Deep cavity wounds can be classified into 2 types by their orientation (Fig. 4). The first type is a horizontally oriented cavity. A typical example of this type is an iceberg-shaped pressure sores. The direction of the deep space is horizontal, and its roof is usually covered with a skin layer. If the classical perforator-based island flap is used to reconstruct this type of wound, the skin and soft tissue layer covering the roof of the cavity should be excised. Excision of the healthy skin layer of the wound is tissue-wasting. However, using the modified form of the perforator-based island flap described in this study provides the possibility of saving the tissue on the wound. The second type involves a vertically or obliquely oriented cavity. This type includes cutaneous fistulae and meningomyelocele defects. As the direction of the deep space is vertical or oblique, the de-epithelized portion of the flap should be folded more. The proximal intact portion is usually placed horizontally on the opening of the wound, but the distal de-epithelized portion should be placed vertically or obliquely in the space. For this reason, the flap in the second type, sometimes, needs to be folded excessively, whereas the flap in the first type only requires minimal folding. As excessive folding of the flap can lead to circulatory problems in the flap, reconstruction of the second type wound requires more intensive care.

Fig. 4
figure 4

Classification of deep cavity wounds according to their orientation. (Left) Schematic image of type I wounds, with a horizontally oriented cavity. (Right) Schematic image of type II wounds, with a vertically or obliquely oriented cavity

In this study, 2 circulatory problems were observed. They were venous congestion and marginal necrosis on the proximal portion, which plays a role as a monitoring flap. These problems, fortunately, were solved with conservative treatment and did not affect the distally buried component of the flap. In these 2 cases, a perforator that may have been injured, was used. In fact, these 2 problem cases belonged to the same patient, who previously underwent pelvic bone injury and bladder rupture. When the first fistulectomy and flap surgery were performed, the patient experienced temporary congestion on the flap, but it was cured completely. After complete healing, the patient experienced another event of bladder rupture, which resulted in the formation of new fistula on the other site. As the authors did not notice that the problem in the first operation resulted from using an injured deep inferior epigastric artery perforator, another similar perforator near the first flap was used for the second surgery. This time, the patient experienced marginal necrosis on the flap. After observing 2 problems on the same patient, the authors concluded that the perforators used in both operations may have been injured when the patient experienced pelvic bone fracture, resulting in circulatory problems in the flaps. If the cause of the problem has been noticed at first, another flap such as a distant pedicled flap or a free flap, would have been selected for the second operation rather than an island flap with an injured perforator.
-.-.-
Problems and tasks:
A) Answer these questions from the passage on deep cavity wounds.
(i) What is named as a typical example of a horizontally oriented cavity?
(ii) Which two kinds of defect fall under the vertically or obliquely oriented type?
(iii) Which two circulatory problems were observed in the study?
B) Extend the passage on deep cavity wounds with a further paragraph that follows on from its final sentence.
-.-.-
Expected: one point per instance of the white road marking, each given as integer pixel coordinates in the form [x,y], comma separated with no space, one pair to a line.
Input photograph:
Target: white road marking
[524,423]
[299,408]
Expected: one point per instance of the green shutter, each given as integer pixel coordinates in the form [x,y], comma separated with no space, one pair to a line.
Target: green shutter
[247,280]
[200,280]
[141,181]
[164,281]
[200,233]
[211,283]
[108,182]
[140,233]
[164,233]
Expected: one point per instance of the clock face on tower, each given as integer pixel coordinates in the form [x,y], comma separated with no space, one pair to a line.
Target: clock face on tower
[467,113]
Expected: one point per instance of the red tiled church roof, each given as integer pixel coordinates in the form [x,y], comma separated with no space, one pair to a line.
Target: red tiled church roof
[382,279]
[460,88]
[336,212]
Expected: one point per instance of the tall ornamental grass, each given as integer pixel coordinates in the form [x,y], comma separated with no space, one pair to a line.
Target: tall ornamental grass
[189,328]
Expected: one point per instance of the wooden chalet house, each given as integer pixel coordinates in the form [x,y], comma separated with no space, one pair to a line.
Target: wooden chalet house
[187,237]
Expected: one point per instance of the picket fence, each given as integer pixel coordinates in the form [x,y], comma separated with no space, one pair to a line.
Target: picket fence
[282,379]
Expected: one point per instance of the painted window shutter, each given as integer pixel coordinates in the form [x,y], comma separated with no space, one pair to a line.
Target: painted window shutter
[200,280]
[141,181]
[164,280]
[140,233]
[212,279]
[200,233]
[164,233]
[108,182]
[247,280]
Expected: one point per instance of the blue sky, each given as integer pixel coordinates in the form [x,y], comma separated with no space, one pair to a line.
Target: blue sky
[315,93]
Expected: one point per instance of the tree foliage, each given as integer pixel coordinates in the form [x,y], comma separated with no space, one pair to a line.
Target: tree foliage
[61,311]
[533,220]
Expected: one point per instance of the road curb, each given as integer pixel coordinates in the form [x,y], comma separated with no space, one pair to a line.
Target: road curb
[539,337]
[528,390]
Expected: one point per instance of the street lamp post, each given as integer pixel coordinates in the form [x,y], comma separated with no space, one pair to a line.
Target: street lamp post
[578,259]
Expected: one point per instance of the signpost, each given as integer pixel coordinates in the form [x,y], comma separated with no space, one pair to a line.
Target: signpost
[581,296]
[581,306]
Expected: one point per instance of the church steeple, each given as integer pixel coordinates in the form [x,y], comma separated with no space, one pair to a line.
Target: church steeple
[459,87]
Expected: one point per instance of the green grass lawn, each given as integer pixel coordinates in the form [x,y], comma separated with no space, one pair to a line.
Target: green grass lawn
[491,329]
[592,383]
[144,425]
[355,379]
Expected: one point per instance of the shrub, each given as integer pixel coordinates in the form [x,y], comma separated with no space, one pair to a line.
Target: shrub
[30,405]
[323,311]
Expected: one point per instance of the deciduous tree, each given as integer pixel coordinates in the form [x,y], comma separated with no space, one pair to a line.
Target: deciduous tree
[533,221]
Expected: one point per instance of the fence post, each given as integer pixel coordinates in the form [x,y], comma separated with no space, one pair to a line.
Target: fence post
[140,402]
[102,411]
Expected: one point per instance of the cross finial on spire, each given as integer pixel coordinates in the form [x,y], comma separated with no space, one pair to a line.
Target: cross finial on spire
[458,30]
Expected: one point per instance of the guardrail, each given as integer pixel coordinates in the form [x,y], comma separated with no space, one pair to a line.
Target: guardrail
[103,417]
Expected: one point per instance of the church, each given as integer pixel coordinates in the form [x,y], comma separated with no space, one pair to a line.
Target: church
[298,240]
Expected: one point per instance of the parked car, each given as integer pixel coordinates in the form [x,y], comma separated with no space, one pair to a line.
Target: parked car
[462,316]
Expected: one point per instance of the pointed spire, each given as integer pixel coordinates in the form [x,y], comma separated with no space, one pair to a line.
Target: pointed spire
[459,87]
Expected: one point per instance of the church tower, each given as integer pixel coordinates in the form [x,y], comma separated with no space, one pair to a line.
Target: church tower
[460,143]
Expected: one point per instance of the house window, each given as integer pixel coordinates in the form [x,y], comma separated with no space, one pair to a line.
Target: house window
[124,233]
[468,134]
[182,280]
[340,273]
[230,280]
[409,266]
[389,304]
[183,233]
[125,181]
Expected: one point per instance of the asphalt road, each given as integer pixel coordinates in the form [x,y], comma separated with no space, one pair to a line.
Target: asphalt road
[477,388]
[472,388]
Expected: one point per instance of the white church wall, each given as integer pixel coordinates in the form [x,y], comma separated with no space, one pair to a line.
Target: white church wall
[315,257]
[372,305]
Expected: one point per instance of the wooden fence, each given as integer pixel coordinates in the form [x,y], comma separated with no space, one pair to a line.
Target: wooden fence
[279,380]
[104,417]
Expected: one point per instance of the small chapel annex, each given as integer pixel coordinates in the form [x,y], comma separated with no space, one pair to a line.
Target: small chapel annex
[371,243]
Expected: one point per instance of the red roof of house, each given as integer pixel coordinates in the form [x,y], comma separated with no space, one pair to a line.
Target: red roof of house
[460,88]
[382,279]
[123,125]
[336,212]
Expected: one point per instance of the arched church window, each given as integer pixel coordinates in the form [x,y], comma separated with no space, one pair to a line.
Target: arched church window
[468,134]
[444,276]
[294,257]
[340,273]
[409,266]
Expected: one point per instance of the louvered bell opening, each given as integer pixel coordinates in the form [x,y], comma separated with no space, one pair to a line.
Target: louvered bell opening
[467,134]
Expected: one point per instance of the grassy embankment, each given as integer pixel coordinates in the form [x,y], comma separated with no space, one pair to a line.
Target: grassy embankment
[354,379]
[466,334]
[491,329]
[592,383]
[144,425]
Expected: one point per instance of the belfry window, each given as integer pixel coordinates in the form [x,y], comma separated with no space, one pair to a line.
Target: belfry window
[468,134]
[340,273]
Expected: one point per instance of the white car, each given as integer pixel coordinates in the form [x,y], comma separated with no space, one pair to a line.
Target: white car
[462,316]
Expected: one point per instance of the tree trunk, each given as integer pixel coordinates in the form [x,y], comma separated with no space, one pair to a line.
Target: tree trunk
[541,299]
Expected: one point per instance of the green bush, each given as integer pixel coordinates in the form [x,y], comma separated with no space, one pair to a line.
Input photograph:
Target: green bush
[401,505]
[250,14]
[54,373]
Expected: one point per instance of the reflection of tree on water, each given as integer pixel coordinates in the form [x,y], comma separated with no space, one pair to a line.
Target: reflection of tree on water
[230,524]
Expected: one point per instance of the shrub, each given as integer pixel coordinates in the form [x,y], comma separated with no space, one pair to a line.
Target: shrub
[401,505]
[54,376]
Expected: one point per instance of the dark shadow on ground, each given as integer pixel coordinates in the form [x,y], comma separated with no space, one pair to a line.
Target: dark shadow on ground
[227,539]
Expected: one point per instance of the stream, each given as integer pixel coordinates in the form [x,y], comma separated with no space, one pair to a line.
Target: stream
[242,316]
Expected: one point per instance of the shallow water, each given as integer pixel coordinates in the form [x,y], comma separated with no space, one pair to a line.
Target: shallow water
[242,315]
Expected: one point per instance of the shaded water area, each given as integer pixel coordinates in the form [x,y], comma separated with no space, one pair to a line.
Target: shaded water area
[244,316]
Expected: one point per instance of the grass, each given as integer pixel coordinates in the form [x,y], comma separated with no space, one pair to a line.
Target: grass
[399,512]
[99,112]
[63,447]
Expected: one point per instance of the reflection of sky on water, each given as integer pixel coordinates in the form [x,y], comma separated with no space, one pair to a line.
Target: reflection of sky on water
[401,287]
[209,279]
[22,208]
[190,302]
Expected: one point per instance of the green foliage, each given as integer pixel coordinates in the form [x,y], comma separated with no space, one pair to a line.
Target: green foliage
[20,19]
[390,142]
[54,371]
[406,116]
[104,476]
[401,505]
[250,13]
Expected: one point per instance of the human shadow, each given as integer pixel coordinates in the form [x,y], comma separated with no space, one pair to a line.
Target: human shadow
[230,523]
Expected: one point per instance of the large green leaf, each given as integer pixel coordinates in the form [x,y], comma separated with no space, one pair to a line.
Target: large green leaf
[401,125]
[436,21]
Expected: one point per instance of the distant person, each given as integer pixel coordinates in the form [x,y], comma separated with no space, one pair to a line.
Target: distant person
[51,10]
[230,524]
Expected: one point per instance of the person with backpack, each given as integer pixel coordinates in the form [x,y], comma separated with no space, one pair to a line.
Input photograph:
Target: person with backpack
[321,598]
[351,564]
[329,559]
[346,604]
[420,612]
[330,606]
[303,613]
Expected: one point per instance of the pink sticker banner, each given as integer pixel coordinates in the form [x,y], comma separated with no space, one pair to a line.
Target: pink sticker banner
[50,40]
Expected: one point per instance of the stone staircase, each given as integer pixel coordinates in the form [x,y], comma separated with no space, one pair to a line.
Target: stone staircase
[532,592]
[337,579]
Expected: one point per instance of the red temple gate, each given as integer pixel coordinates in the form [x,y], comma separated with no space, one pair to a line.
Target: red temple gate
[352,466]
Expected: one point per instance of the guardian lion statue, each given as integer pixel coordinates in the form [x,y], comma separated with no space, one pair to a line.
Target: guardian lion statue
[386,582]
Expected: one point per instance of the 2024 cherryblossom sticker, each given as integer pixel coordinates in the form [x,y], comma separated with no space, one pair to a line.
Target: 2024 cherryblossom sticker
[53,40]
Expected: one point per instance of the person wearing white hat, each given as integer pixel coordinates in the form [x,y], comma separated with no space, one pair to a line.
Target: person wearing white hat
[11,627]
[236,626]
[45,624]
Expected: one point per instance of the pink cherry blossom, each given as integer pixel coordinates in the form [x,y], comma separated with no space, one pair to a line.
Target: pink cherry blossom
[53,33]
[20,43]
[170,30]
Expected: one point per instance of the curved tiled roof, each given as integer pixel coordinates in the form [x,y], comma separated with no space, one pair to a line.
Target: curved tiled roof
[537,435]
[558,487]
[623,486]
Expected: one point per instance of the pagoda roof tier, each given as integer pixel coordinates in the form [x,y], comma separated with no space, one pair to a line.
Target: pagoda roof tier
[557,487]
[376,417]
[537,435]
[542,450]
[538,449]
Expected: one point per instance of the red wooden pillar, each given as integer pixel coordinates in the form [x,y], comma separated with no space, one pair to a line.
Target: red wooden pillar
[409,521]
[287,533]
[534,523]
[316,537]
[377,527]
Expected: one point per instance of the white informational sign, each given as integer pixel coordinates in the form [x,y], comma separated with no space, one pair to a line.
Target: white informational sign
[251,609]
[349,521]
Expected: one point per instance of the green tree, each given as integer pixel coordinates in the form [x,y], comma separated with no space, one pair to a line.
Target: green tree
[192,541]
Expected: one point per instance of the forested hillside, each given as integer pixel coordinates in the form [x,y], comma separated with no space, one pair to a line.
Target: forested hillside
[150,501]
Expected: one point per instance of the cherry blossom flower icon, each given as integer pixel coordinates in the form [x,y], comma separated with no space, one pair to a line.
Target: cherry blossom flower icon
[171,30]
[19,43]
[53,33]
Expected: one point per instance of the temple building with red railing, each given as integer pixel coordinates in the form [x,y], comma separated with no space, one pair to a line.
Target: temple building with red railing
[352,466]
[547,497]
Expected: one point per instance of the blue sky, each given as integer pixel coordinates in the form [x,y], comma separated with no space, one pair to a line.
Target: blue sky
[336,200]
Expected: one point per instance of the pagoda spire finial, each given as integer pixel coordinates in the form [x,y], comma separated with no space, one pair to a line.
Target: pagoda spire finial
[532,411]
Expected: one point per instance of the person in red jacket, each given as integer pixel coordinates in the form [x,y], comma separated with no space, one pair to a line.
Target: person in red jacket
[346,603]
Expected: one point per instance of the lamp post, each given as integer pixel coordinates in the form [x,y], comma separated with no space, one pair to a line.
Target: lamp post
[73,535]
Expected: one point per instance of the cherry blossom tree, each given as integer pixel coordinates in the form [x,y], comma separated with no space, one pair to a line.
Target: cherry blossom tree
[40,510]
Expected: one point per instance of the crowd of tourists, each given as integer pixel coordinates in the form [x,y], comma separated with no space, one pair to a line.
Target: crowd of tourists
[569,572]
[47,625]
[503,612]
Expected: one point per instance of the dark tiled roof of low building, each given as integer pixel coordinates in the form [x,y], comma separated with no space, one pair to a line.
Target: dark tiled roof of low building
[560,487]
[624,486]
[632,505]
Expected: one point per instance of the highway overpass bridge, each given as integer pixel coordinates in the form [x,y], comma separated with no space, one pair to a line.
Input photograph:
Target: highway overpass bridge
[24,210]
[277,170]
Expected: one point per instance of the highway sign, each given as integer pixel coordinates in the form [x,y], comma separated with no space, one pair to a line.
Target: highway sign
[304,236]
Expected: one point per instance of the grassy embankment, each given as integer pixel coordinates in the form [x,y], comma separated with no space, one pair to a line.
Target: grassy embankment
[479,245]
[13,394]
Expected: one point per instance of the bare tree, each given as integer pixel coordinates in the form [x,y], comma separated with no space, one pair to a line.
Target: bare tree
-.-.-
Outputs by task:
A)
(i) An iceberg-shaped pressure sore.
(ii) Cutaneous fistulae and meningomyelocele defects.
(iii) Venous congestion and marginal necrosis on the proximal portion of the flap.

B)
The perforator-based island flap with partial de-epithelization is a modified flap for the treatment of deep cavity wounds with maintaining the benefits of classical perforator-based island flaps. However, the weak point of this flap is that the de-epithelized portion of the flap, which may be most vulnerable in terms of circulation, cannot be monitored directly, as the de-epithelized portion is buried in the cavity. For this reason, the factors that can result in poor circulatory conditions on the flap should be avoided. Excessive folding of the flap is dangerous. In trauma cases, using injured perforators from the zone of the injury also should be avoided. With careful procedures, the flap can be transferred without anxiety regarding the buried portion. As it has been proved in this study, the perforator-based island flap with partial de-epithelization is a useful option for the treatment of deep cavity wounds.